- _Task instructions_
(A) In the account below of an adoptee's search for a birthmother, shorten the paragraph that begins "The day finally came" while keeping its main facts.
(B) Carry on the account below of an adoptee's search for a birthmother, starting right after its last sentence.

++++ Excerpt

Conceived Through Rape
Six years ago, while on a trip home to visit my parents, I had the privilege to take a four-hour drive and meet a woman I have come to know and admire for her selfless love, strength, and act of courage in the middle of adversity--my birthmother.
Growing up, I always knew I was an adopted child. My parents did not keep it a secret. They loved me, it didn’t matter if I was born into the family or adopted. My parents told me growing up that when I reached the age of 18, if I wanted to search for my birthparents, they would help me do it.
For many years I dealt with some medical issues and had a lot of questions which adoptees think about. My adoption was “closed,” but in January 2008, I decided to get my non-ID information.
The day finally came when the packet arrived in the mail. I was nervous and excited at the same time. I waited until my husband got home from work to open it. That evening in January of 2008, I opened the packet, and we read it together. I read about my birthmother teaching children with cerebral palsy. I felt so proud of her!
The only information about my birthfather was, “Alleged Father.” That is when I got the feeling that something bad had happened.
After my husband and I finished reading the information, he told me he wanted us to get to know my birthmother more, inspiring my search for her. I called my parents and told them I would continue to search for my birthmother.

++++++++
++++ Records supplied

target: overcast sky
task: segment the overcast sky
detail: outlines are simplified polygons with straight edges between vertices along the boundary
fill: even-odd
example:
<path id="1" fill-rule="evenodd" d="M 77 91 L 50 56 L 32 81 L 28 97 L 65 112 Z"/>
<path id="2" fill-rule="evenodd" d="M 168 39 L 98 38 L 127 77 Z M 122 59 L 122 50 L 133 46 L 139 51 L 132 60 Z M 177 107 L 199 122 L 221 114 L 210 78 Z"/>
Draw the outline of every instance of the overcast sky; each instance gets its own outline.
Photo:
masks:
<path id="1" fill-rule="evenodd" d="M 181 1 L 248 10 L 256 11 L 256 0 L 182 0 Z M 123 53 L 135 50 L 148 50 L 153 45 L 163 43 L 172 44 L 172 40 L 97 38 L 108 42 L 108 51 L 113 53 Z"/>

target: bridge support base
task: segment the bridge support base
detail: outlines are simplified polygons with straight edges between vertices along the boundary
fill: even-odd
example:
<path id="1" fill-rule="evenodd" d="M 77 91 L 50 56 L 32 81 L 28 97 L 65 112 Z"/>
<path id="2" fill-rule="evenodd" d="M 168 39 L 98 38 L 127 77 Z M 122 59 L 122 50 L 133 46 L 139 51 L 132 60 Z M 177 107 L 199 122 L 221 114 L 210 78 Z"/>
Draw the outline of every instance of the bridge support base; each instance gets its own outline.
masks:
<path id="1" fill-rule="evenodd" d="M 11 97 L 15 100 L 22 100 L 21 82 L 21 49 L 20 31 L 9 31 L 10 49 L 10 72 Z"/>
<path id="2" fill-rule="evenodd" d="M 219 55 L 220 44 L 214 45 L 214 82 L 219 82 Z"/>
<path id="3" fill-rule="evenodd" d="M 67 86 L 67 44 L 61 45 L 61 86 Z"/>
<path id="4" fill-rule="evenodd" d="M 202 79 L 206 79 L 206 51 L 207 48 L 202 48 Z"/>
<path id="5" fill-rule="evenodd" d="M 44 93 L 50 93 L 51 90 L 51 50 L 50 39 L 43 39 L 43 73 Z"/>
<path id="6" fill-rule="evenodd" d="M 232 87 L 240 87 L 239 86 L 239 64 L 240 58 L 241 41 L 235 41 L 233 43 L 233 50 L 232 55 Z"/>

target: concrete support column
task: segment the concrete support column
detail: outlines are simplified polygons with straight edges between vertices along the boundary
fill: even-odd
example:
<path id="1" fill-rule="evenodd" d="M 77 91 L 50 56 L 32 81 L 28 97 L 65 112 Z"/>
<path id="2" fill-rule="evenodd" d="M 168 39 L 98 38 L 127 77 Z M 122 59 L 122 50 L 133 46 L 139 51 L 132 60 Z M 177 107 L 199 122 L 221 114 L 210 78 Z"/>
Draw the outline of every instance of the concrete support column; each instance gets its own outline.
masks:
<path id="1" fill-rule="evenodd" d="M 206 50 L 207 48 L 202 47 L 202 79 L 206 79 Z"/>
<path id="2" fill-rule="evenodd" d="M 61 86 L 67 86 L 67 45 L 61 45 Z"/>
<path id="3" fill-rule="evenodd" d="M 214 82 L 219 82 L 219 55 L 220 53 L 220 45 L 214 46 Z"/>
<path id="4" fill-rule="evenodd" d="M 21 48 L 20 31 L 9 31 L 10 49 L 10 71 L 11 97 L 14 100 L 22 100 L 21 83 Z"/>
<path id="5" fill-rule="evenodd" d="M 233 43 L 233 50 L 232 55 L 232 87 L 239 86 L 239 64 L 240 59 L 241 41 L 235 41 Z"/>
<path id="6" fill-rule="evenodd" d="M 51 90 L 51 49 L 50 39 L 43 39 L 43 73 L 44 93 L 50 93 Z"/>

++++++++

- _Results of the exercise_
(A) When the packet arrived in January 2008, I was both nervous and excited. I waited until my husband came home from work, and that evening we read it together. Learning that my birthmother had taught children with cerebral palsy made me proud of her.

(B)
I wrote her an outreach statement without any names and emailed it to my caseworker. Several days went by, days felt more like years. I wanted to know who she was so I could thank her for choosing life.
The day finally came when I received a phone call from my caseworker. My birthmother wanted to have contact with me! However, before the caseworker could give me all the information, she told me my birthmother wanted me to know the truth--she was raped.
When I heard I was conceived in rape, I chose not to become angry or bitter about my beginnings. I chose to love my birthfather. Why did I choose to love my birthfather, a rapist? Because Jesus Christ died on the cross for my sins, as well as the sins of my birthfather. I chose to love him through the love of Jesus Christ. That day God also gave me a heart filled with so much love and compassion for my birthmother for what she’d endured.
Several weeks later after my birthmother was raped, she discovered she was pregnant. When she told her mother, she gave my birthmother three weeks to get out of the house. Her father had passed away in 1967 and she had no one to protect and defend her.
She went to live at a home for unwed mothers and it was there she began her healing process. What am I to do with this baby? she thought. She had to make a decision. She had no job, no permanent place to live, was not married, and had no support from family. My birthfather, of course, was out of the picture. In fact, she didn’t even know his name.
Her aunt had an idea: she could arrange for her to have an illegal abortion with a doctor in Michigan (this was before Roe V Wade).
However, my birthmother knew there was life growing inside her womb--life given by God. She told me her favorite verse is Jeremiah 29:11 (NIV): “For I know the plans I have for you,” declares the Lord, “plans to prosper you and not to harm you, plans to give you hope and a future.” She did not want to disrupt the plans which God had for the tiny life growing inside of her. When she decided to place me for adoption, her one request to the social worker was that her baby be placed in a strong Christian home.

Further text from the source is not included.